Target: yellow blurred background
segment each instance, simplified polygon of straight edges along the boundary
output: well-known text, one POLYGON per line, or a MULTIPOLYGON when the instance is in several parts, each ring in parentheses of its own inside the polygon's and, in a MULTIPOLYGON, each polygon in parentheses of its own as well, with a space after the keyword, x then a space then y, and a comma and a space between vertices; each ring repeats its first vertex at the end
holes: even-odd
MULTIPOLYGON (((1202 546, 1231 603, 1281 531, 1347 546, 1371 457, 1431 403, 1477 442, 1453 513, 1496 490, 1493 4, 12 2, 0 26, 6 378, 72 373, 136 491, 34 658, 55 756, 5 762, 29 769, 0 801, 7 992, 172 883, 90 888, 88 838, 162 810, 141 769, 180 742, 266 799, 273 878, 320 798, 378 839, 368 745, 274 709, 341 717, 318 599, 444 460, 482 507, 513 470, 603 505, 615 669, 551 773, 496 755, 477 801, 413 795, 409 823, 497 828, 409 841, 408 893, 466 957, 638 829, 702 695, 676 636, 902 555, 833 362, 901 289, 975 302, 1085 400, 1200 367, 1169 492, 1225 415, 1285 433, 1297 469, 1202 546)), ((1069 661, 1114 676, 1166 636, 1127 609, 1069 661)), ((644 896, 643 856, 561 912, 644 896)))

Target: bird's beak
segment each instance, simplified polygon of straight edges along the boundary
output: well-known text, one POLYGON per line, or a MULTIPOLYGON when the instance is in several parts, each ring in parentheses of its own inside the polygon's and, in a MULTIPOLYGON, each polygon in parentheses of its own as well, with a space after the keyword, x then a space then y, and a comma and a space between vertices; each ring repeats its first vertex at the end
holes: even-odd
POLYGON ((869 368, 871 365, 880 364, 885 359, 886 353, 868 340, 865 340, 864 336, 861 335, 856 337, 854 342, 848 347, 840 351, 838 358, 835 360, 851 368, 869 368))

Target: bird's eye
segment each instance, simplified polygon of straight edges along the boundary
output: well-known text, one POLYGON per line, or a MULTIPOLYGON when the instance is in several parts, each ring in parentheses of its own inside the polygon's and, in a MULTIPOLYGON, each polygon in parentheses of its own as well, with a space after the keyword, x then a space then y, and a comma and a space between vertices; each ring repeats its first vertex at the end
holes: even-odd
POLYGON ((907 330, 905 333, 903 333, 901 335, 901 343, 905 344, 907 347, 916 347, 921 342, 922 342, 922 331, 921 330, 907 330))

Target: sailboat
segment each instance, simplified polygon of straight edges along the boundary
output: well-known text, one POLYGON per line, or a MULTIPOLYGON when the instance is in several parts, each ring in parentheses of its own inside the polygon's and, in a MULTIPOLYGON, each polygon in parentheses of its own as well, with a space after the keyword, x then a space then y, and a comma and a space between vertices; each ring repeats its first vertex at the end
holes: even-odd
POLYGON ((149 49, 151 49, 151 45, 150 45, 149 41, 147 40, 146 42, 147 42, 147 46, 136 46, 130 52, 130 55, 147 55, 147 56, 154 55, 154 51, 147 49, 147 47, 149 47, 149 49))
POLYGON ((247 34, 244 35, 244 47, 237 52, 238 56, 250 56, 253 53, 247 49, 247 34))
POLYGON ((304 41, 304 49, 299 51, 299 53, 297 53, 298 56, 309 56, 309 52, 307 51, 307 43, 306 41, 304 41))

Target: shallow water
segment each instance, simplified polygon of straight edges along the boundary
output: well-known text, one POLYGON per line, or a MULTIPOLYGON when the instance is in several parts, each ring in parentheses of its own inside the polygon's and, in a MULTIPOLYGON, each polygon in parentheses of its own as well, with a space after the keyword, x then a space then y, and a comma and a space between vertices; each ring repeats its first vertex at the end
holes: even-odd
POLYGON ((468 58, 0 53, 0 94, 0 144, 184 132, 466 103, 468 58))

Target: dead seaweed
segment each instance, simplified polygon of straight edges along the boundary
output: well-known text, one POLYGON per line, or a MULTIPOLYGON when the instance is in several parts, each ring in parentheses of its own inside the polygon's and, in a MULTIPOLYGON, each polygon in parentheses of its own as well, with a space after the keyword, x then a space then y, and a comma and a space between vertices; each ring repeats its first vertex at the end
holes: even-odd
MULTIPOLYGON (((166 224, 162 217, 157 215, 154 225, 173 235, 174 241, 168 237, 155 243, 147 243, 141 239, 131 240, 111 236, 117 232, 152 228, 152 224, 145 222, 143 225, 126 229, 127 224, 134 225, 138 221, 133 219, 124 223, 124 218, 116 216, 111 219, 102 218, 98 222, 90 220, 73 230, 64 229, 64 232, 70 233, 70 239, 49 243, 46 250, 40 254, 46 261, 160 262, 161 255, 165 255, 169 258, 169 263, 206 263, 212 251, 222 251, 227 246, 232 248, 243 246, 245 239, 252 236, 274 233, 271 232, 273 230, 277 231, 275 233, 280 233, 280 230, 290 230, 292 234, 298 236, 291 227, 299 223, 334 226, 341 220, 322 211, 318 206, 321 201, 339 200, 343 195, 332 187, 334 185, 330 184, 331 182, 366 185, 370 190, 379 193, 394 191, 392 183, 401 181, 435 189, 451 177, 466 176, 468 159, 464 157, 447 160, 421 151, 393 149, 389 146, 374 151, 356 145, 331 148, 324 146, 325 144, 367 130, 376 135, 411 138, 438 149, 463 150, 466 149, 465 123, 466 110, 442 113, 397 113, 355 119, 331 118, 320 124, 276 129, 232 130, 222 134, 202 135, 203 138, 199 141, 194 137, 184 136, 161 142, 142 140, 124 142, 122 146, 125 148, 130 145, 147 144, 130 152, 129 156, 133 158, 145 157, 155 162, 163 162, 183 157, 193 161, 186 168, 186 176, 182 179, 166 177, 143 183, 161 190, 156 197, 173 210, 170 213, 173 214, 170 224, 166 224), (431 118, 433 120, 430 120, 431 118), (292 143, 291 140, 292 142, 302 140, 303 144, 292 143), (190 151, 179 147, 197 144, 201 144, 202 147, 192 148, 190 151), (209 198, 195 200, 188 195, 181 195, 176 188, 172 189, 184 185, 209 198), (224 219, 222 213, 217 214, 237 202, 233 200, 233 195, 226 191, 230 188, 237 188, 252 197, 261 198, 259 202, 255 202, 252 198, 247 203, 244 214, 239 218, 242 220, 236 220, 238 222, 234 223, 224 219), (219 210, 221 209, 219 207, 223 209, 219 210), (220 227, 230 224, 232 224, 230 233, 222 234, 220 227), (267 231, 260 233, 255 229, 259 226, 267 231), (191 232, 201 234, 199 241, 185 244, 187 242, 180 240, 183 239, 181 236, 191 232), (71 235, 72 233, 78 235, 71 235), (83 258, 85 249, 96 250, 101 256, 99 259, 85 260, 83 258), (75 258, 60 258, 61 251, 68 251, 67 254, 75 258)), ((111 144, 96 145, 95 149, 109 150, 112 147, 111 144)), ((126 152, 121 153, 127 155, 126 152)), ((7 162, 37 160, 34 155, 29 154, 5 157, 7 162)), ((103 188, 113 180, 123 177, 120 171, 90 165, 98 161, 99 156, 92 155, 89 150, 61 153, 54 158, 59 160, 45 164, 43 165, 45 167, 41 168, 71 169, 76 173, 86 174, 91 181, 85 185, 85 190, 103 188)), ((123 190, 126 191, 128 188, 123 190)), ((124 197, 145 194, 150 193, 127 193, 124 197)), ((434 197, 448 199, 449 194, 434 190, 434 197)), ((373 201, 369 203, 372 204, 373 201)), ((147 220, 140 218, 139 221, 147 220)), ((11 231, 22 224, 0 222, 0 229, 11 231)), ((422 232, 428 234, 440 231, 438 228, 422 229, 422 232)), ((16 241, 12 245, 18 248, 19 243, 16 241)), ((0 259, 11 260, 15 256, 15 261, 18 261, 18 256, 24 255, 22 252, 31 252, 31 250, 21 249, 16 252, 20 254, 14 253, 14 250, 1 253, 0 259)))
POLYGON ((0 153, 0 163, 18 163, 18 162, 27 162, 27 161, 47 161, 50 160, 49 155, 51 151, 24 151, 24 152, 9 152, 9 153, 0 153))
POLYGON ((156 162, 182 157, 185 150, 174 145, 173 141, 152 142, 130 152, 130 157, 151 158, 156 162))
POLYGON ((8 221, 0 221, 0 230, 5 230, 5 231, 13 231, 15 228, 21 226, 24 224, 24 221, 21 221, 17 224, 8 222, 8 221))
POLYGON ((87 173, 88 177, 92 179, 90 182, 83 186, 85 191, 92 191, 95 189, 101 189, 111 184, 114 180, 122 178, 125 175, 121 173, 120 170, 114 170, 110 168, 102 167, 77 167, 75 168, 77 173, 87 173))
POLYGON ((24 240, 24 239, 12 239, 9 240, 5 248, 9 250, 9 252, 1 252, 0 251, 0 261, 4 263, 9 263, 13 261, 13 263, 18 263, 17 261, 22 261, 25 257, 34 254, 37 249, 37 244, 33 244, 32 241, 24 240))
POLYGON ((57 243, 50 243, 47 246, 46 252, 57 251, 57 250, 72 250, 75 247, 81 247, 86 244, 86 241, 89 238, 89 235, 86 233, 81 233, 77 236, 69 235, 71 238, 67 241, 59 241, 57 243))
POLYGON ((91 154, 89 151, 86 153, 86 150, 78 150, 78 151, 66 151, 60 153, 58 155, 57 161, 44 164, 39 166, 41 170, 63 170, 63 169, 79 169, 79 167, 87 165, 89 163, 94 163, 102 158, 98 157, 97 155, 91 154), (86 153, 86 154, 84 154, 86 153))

__Exercise__:
Reproduce all lines from the records above that include the word "Target".

__Answer to this problem__:
Target: yellow blurred background
Target: bird's beak
Target: bird's eye
Target: sailboat
Target: shallow water
Target: dead seaweed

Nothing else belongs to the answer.